━━ Source extract

Trending Now
Successfully decoding the human genome is easily one of the biggest advances in modern science.
It’s allowed for a number of exciting advances, but perhaps one of the best-known innovations has been personalized genetic testing which allows people to learn more about their ancestry as well as detect health anomalies and risk factors for genetically-carried diseases.
Today, there are various DNA testing services out there, each promising to reveal the secrets of your genes. All you’ve gotta do is send in a DNA sample (usually saliva, sometimes hair) to the company using a tube that they provide.
Several weeks later, they send you a lovely packet of results with lots of colorful charts and maps and numbers.
While it all looks and sounds very scientific, just how reliable are the results?
Sadly, it turns out there’s a lot of wiggle room.
You see, there’s no one standard procedure to conduct DNA tests, and each company has its own methods that can lead to you very different results. For instance, Inside Edition had triplets send in spit samples to 23andMe and Ancestry.com and got wildly different results from each.
What’s crazier still is that neither service gave each triplet the same results as each other, which is odd considering they all came from the same womb at the same time.
This is partly because DNA tests rely on using genetic markers – small variations in your DNA.
Different companies can analyze anywhere from 12-700,000 different markers to give your results, and while using more markers can help improve the accuracy of your results, there’s no single, “perfect” method.
Your results from different companies can also differ because of the size of the database being used.
When you send in your DNA, the markers from your sample are actually compared to all the other samples in their database (i.e. all the other clients of that company) in order to generate your results. This means that a given testing company’s ability to give you the best results possible is very much hinged on the number of customers they’ve already analyzed – the more people in the database, the more thoroughly vetted your results will be.
Not surprisingly, these databases are very Euro-centric, since many of the people tested so far have been of European descent. There are also much better historical and genealogical records of European populations than there are for other regions of the world. As long as the majority of your ancestry is from Europe, you’re likely to get fairly reliable results.
But if you’re any other ethnicity – particularly something that doesn’t have much of a traceable genealogy (descendants of former African slaves, for instance) – you might have a hard time getting the kind of result that would provide any real closure about your ethnic identity.
Speaking of which, there have been allegations that these companies sometimes adjust results to make them more appealing to customers who were clearly looking for something specific. More amusingly, it’s also been alleged that they sometimes add “less than 1% African ancestry” to the results of racist clients. While the testing companies have vehemently denied these rumors, stating that they value scientific integrity far too much to do anything like that, it’s definitely a little worrying to think about.

━━━━
━━ Raw data

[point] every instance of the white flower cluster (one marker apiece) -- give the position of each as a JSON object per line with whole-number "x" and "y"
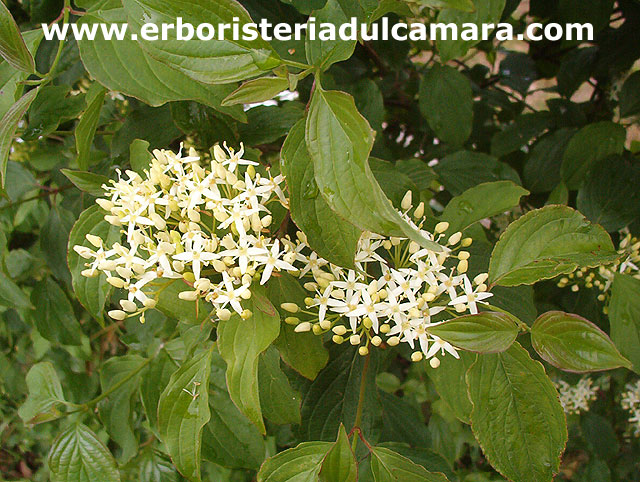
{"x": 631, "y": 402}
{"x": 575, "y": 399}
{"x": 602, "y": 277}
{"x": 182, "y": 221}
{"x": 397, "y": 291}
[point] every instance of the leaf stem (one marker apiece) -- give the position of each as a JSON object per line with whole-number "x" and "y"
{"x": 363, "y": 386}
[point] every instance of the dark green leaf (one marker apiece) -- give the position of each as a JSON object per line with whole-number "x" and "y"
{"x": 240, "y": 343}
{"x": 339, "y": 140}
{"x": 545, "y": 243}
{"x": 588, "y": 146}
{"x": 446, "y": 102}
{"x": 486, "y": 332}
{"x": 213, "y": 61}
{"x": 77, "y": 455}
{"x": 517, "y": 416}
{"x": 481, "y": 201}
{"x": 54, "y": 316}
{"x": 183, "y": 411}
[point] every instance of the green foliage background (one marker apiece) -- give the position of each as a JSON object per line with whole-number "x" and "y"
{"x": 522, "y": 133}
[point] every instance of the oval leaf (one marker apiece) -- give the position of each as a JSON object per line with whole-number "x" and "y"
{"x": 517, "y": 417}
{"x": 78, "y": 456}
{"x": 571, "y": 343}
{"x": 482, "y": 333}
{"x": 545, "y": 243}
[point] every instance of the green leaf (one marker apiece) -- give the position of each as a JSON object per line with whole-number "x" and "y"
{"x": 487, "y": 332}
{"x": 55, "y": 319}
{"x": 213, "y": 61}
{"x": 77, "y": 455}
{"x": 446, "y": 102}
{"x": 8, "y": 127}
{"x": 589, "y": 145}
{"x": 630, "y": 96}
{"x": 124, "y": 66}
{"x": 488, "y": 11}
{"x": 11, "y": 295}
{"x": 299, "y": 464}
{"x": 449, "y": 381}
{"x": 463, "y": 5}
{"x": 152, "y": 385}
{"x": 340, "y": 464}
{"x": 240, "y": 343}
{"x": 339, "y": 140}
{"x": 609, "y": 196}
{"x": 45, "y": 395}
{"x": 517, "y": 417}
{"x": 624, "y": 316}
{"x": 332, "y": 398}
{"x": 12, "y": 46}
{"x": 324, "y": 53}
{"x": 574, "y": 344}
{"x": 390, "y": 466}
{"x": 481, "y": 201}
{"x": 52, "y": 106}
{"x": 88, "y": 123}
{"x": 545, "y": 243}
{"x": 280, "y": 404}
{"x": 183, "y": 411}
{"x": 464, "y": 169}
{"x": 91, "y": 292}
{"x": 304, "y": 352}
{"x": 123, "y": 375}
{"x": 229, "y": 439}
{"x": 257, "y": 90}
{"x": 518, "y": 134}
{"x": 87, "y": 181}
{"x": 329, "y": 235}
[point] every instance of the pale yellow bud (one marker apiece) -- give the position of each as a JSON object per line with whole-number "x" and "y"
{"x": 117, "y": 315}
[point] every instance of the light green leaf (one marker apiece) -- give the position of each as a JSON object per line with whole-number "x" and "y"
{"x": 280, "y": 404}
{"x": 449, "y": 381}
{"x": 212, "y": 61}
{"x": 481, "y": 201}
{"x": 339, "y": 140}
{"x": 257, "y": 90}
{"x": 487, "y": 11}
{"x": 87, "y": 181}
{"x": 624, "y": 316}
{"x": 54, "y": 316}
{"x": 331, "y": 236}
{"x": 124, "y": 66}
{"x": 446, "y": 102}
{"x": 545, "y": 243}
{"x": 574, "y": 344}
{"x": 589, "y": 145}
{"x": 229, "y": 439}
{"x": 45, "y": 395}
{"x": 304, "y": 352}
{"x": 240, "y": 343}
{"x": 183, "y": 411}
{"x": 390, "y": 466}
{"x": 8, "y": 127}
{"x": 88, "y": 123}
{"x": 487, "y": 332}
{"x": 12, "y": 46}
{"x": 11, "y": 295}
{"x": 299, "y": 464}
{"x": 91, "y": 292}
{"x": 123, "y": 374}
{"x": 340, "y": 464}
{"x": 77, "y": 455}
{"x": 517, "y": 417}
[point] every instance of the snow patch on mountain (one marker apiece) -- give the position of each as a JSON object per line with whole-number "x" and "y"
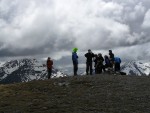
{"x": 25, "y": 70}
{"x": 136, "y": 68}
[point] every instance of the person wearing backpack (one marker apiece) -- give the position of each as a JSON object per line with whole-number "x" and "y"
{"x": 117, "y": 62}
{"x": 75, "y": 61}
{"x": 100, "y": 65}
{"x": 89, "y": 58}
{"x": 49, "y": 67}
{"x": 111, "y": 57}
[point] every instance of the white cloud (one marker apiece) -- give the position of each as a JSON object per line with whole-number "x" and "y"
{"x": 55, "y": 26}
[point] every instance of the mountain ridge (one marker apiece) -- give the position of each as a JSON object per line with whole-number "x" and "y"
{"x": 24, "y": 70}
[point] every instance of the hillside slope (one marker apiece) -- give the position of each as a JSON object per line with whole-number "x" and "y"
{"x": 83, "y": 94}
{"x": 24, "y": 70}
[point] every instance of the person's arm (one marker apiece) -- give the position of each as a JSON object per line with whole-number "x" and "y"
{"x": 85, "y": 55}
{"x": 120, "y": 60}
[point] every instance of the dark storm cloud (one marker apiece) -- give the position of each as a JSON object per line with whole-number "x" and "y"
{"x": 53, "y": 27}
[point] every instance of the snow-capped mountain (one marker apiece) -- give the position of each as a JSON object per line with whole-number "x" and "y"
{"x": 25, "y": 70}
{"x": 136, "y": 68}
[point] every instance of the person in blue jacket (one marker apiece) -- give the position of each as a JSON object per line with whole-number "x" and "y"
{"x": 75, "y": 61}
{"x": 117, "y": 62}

━━━━

Rewrite the passage of the DNA testing text that begins with the words "It’s allowed for" and ends with "maps and numbers.", replacing "packet" with "booklet". Work only from the text on DNA testing.

It’s allowed for a number of exciting advances, but perhaps one of the best-known innovations has been personalized genetic testing which allows people to learn more about their ancestry as well as detect health anomalies and risk factors for genetically-carried diseases.
Today, there are various DNA testing services out there, each promising to reveal the secrets of your genes. All you’ve gotta do is send in a DNA sample (usually saliva, sometimes hair) to the company using a tube that they provide.
Several weeks later, they send you a lovely booklet of results with lots of colorful charts and maps and numbers.